Information:
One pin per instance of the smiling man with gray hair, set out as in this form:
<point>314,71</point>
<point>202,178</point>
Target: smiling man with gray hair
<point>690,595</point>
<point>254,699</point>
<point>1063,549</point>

...

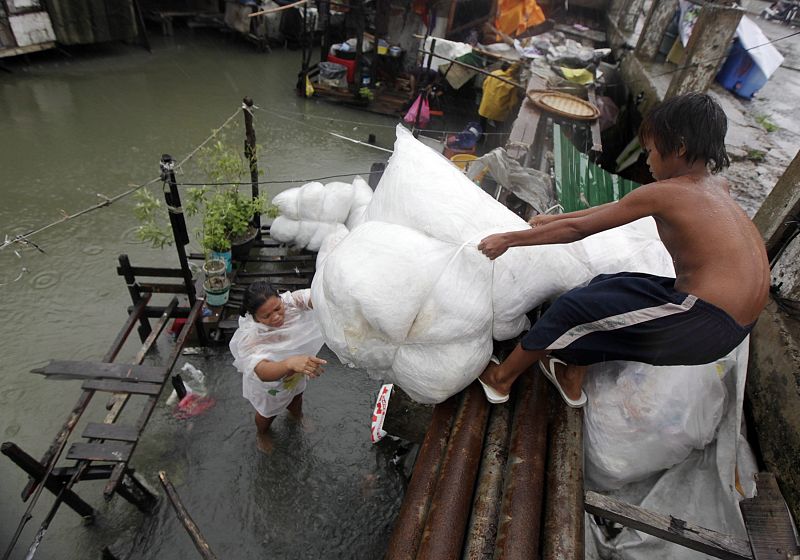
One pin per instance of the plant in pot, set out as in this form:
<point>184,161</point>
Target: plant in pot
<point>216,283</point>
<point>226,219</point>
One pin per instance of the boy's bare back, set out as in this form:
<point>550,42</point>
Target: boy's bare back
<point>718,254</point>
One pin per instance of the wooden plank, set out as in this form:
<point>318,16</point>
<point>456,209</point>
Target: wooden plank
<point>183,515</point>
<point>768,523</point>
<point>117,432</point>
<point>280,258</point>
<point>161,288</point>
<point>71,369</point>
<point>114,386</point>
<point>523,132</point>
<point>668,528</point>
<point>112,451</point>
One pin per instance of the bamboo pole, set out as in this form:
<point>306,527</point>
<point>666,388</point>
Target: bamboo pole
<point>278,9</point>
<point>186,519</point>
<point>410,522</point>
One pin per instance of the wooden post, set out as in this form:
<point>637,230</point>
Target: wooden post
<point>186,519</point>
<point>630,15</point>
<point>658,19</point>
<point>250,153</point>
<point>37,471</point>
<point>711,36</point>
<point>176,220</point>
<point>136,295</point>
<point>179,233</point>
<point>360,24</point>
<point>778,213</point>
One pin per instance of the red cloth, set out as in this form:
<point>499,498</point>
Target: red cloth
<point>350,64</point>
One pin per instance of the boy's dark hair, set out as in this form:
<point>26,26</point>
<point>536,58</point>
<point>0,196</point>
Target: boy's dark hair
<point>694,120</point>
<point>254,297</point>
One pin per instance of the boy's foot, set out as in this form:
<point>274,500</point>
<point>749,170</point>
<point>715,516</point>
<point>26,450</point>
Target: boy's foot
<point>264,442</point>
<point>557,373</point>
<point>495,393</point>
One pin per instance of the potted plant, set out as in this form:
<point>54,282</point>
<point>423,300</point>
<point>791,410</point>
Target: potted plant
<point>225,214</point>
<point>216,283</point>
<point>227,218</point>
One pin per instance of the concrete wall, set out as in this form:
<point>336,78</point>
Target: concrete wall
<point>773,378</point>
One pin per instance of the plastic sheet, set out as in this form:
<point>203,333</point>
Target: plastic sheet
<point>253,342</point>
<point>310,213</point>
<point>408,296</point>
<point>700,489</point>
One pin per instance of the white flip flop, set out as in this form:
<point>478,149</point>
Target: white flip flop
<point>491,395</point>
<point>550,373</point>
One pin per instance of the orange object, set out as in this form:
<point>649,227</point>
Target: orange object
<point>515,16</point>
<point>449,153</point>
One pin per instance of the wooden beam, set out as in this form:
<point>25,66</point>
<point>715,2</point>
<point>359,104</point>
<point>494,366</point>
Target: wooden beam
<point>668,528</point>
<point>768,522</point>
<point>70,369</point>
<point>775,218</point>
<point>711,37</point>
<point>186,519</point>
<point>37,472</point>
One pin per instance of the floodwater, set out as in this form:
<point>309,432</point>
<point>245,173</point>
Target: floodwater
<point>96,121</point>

What is needed:
Please copy the lines above from the line with "Target: plant in pot" up to and including the line with "<point>203,333</point>", exactly as written and with nothing else.

Completed task:
Target: plant in pot
<point>216,283</point>
<point>226,219</point>
One pin per instance of the boy's bare back, set out as in this form:
<point>550,42</point>
Target: boy's bare back
<point>718,254</point>
One pin per instance of the wooden plank, set out as in this form:
<point>318,16</point>
<point>456,209</point>
Target: wooden plank
<point>183,515</point>
<point>768,523</point>
<point>117,432</point>
<point>280,258</point>
<point>161,288</point>
<point>71,369</point>
<point>114,386</point>
<point>523,132</point>
<point>668,528</point>
<point>112,451</point>
One pin per instance of the bamboo pole, set out as in this form:
<point>306,527</point>
<point>666,388</point>
Target: bamboo pole
<point>278,9</point>
<point>186,519</point>
<point>410,522</point>
One pin per instance of the wooden post, set out as in this form:
<point>637,230</point>
Target: wooden post
<point>186,519</point>
<point>630,15</point>
<point>658,19</point>
<point>250,153</point>
<point>37,471</point>
<point>711,36</point>
<point>176,220</point>
<point>136,295</point>
<point>179,233</point>
<point>360,24</point>
<point>778,213</point>
One pin per instance of the red cloth, set out as in this form:
<point>499,498</point>
Target: red cloth
<point>350,64</point>
One pin per instance of the boy's dark hair, set out as in this form:
<point>26,26</point>
<point>536,58</point>
<point>0,196</point>
Target: boy's dark hair
<point>694,120</point>
<point>254,297</point>
One pin per instance of the boy's foot, set out as in this form:
<point>274,500</point>
<point>749,170</point>
<point>715,516</point>
<point>26,450</point>
Target: boy's foot
<point>264,442</point>
<point>557,373</point>
<point>495,393</point>
One pin per instance of the potted plant, set out as in this form:
<point>54,282</point>
<point>423,300</point>
<point>791,410</point>
Target: potted plant
<point>225,214</point>
<point>216,283</point>
<point>227,218</point>
One pin per instance of the concrete wall, set out as in this form:
<point>336,78</point>
Target: concrete wall
<point>773,378</point>
One pin per instance of the plastic sheet, set out as in this form:
<point>203,333</point>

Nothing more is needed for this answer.